• **EXERCISE DATA**:

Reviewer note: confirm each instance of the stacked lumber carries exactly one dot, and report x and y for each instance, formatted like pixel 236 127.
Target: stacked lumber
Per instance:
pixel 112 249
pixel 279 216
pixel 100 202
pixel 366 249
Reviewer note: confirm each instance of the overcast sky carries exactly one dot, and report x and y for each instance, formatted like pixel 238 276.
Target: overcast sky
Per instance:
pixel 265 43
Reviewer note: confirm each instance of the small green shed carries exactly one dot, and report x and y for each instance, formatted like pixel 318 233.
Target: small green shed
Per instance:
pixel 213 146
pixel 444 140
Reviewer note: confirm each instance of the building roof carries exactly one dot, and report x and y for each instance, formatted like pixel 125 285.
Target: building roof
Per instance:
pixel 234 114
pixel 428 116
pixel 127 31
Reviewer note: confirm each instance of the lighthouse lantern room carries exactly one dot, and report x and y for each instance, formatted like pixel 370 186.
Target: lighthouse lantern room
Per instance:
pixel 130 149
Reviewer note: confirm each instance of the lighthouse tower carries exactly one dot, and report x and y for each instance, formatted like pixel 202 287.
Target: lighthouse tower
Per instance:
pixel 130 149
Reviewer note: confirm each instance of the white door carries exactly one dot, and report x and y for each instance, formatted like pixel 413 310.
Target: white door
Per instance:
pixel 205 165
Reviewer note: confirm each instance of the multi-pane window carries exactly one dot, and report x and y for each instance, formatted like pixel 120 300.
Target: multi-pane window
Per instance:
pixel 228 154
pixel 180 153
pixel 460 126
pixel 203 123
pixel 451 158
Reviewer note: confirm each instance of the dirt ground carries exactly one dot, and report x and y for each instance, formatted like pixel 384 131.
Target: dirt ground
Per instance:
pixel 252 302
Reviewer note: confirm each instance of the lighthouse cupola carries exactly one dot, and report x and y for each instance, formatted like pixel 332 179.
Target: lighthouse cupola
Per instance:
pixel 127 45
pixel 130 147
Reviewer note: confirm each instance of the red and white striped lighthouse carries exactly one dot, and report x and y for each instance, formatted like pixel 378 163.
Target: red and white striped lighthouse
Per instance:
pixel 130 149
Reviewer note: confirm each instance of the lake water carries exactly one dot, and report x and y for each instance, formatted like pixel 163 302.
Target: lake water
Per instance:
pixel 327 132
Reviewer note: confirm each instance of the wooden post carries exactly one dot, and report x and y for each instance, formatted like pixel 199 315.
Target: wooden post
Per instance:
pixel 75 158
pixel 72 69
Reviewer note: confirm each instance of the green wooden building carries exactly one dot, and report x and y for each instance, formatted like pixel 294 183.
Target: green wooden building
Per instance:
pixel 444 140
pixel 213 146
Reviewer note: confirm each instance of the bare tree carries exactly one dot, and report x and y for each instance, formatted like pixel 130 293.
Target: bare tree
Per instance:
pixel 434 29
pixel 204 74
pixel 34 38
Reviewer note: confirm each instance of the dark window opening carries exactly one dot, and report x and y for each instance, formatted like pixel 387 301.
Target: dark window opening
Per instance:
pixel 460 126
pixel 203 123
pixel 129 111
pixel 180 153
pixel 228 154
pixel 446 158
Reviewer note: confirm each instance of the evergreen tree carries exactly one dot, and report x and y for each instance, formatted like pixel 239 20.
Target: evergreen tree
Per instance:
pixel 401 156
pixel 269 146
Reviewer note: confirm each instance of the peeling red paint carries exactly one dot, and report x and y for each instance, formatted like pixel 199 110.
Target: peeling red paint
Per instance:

--

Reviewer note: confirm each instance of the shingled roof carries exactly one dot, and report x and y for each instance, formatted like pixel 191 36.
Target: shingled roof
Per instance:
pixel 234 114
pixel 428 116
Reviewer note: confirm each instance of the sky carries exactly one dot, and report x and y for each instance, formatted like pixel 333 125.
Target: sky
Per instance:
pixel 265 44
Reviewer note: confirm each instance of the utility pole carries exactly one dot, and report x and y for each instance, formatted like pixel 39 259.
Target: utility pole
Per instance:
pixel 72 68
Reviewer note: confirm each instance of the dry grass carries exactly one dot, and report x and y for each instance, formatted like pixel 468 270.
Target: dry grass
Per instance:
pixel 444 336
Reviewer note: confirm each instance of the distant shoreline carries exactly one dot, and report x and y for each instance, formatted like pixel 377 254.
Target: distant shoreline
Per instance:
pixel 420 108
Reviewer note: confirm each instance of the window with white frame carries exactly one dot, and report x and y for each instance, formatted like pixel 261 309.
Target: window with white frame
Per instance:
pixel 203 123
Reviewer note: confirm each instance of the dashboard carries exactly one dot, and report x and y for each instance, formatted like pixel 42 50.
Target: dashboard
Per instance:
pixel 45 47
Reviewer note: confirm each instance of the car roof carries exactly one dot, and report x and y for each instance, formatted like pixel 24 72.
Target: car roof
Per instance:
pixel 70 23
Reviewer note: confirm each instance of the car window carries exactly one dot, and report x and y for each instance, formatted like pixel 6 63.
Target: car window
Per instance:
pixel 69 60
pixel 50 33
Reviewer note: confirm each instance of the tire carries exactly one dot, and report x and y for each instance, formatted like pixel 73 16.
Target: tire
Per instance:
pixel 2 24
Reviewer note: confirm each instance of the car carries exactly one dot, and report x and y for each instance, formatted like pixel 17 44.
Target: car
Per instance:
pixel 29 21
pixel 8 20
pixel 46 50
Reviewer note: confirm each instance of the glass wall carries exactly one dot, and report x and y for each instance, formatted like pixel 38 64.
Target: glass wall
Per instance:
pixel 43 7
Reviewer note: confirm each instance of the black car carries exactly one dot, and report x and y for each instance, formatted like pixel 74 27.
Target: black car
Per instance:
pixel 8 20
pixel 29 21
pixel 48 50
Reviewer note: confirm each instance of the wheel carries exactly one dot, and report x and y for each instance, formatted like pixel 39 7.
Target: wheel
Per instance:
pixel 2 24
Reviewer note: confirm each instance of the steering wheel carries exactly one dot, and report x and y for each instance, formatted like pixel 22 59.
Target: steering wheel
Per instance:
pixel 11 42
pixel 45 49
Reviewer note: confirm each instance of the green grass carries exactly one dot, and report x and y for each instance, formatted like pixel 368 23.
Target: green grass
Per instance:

• **BRIEF**:
Which lines above include the word "dark"? Pick them out and copy them.

• **RESPONSE TO THE EXERCISE**:
Reviewer note: confirm each instance of the dark window opening carries exactly one dot, and report x and y for each instance, formatted like pixel 387 301.
Target: dark window opening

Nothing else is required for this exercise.